### Problem to work on
Copy out only the span from the line with "Could you please identify the flip" to the end of the data, both ends kept, word for word.

(Region pointing data)
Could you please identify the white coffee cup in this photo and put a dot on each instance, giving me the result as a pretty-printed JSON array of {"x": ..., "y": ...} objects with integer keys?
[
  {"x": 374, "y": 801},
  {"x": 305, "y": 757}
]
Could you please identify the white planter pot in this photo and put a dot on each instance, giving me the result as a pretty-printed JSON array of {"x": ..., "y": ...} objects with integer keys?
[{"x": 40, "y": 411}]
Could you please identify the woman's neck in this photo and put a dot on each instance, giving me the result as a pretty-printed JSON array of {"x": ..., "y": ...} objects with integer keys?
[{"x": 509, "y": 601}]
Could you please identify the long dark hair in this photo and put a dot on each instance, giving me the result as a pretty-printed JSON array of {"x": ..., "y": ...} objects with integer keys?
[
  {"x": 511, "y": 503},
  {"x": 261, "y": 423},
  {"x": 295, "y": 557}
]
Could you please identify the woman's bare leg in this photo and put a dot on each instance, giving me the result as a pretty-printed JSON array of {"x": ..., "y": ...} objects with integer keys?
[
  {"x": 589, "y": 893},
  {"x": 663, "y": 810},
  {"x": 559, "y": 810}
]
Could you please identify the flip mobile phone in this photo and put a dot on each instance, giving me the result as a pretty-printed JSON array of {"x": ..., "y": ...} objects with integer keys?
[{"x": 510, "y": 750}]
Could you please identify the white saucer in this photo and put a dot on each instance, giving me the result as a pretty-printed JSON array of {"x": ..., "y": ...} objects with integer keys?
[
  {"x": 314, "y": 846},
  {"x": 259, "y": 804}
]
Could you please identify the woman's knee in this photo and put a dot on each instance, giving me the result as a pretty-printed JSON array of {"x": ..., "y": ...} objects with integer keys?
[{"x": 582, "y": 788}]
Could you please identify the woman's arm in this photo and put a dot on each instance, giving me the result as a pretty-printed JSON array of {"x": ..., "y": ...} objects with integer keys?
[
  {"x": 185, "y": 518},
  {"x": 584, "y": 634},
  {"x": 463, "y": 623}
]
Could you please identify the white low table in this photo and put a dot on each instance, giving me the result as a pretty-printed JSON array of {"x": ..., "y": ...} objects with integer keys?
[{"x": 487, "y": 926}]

### Output
Could you please identify the flip mobile phone in this photo and put a dot on each instance, giving me the result as a pretty-printed JSON array of {"x": ..., "y": ...} objects with integer keys?
[{"x": 510, "y": 750}]
Could you please identify the white saucer in this photo and put a dot on each instance, giving me the result as a pretty-printed JSON array of {"x": ..., "y": ...} objects with integer keys?
[
  {"x": 314, "y": 846},
  {"x": 259, "y": 804}
]
Could you please identify the woman's knee in this photo and put a dot on each instance, giving me the result as a pretty-printed JSON array of {"x": ..., "y": ...} objects with integer keys?
[{"x": 582, "y": 788}]
Could you please identify the woman's arm in this photo and put a dot on each instance, giving me the result as a pretty-printed JSON array of {"x": ..., "y": ...} objects with integer keys?
[
  {"x": 185, "y": 518},
  {"x": 584, "y": 634},
  {"x": 463, "y": 623}
]
Could you please identify the white low table in this photo and put a dot on each instance, giving me the result as a pretty-printed JSON array of {"x": ..., "y": ...} objects with integer keys?
[{"x": 487, "y": 926}]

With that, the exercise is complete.